When the word "sample" shows up in a line of the records below, copy that line.

= = =

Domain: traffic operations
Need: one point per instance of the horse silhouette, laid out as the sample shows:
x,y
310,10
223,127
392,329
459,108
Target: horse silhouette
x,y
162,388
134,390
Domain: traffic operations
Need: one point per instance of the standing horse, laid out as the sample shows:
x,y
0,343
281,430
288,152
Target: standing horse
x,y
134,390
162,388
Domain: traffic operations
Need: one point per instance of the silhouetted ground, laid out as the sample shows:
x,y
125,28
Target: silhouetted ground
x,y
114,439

= = =

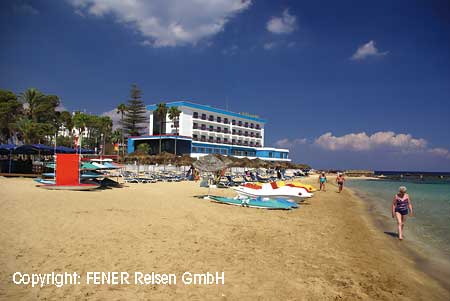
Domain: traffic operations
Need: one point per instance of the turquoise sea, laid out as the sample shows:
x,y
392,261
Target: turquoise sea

= = =

» **PROBLEM SOLUTION**:
Need: one point per instance of the horse silhouette, laid out as the sample shows:
Need: one point per instance of the standing horse, laid out as the sample shows:
Need: one point per instance of the silhouetted ground, laid out as the sample shows:
Need: one point per instance of the turquoise sea, laid out as the sample shows:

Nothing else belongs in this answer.